* start Supplied material *
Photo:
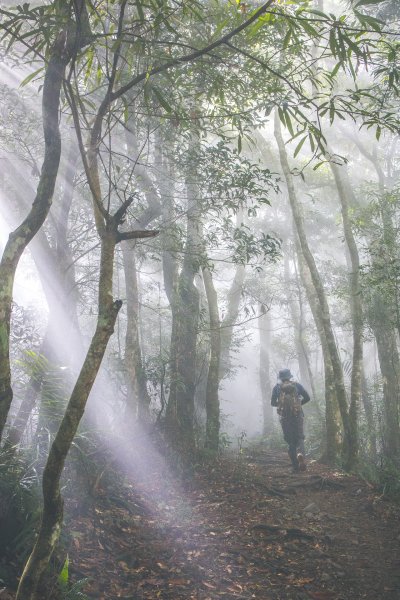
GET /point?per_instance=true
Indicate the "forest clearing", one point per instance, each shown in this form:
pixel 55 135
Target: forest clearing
pixel 244 528
pixel 199 299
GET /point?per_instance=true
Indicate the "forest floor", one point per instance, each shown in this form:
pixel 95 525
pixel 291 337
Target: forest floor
pixel 245 527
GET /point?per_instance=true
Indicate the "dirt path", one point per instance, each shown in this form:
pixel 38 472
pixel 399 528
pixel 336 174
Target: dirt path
pixel 246 528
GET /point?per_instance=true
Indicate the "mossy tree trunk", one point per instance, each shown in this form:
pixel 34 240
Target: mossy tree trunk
pixel 264 330
pixel 332 415
pixel 52 515
pixel 138 399
pixel 22 235
pixel 213 379
pixel 185 321
pixel 344 193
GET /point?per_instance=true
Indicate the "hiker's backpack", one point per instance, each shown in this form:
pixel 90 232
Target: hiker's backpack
pixel 289 404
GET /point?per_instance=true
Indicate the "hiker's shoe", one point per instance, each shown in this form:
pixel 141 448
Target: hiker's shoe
pixel 302 462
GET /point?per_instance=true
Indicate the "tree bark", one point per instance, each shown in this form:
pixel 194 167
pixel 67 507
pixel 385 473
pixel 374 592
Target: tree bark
pixel 332 415
pixel 344 191
pixel 52 515
pixel 185 318
pixel 264 329
pixel 212 392
pixel 22 235
pixel 323 306
pixel 138 399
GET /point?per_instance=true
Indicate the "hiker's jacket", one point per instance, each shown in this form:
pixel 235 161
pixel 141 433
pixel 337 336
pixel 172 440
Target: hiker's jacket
pixel 304 395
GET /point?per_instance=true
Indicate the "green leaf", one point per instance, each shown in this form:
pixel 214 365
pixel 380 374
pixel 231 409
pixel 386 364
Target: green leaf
pixel 299 146
pixel 140 10
pixel 30 77
pixel 162 100
pixel 365 2
pixel 63 577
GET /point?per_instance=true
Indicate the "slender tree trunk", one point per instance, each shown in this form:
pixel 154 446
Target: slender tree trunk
pixel 138 399
pixel 332 415
pixel 52 516
pixel 57 276
pixel 185 320
pixel 295 318
pixel 344 190
pixel 319 290
pixel 227 324
pixel 264 329
pixel 380 315
pixel 389 362
pixel 212 392
pixel 369 416
pixel 20 237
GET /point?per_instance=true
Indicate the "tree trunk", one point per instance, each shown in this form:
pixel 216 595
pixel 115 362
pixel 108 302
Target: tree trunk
pixel 212 392
pixel 138 399
pixel 57 275
pixel 233 302
pixel 332 415
pixel 297 325
pixel 185 320
pixel 319 291
pixel 264 329
pixel 52 515
pixel 344 190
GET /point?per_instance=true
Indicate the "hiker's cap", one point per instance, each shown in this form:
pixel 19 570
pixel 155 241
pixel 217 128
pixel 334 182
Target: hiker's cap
pixel 284 374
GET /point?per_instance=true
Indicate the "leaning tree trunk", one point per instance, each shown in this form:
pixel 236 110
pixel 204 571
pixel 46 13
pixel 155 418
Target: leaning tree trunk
pixel 52 516
pixel 20 237
pixel 185 319
pixel 233 302
pixel 264 329
pixel 57 276
pixel 138 399
pixel 380 314
pixel 344 190
pixel 332 416
pixel 297 325
pixel 319 290
pixel 212 391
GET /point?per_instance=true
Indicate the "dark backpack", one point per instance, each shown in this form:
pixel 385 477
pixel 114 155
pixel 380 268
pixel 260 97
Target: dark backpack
pixel 289 404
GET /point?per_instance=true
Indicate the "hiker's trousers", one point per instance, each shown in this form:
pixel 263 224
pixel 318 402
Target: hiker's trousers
pixel 293 432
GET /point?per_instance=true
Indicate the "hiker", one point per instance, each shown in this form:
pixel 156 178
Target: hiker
pixel 288 396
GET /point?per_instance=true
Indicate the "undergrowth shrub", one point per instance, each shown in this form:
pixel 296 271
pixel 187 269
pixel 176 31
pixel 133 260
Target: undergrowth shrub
* end Supplied material *
§ Goal of the exercise
Write out the lines above verbatim, everything from the start of the lines down to the line containing "pixel 344 193", both ends included. Leave the pictures out of your answer.

§ Solution for this exercise
Photo:
GET /point?per_instance=true
Indicate the "forest clearing", one point per instance, each shown in this form:
pixel 55 135
Target: forest clearing
pixel 244 528
pixel 199 299
GET /point?per_instance=true
Indicate the "forest floor", one point per instance, each shown in this form:
pixel 95 525
pixel 291 337
Target: forest floor
pixel 245 527
GET /point?per_instance=true
Indicate the "dirt path", one point per instance, each shown in this form:
pixel 38 472
pixel 399 528
pixel 336 174
Target: dirt path
pixel 246 528
GET /point?per_instance=true
Indicate the "mossy tree trunk", one point per instance, each shown in this form:
pixel 34 240
Target: mossy tree trunk
pixel 264 330
pixel 332 415
pixel 52 515
pixel 138 399
pixel 22 235
pixel 213 379
pixel 185 321
pixel 344 193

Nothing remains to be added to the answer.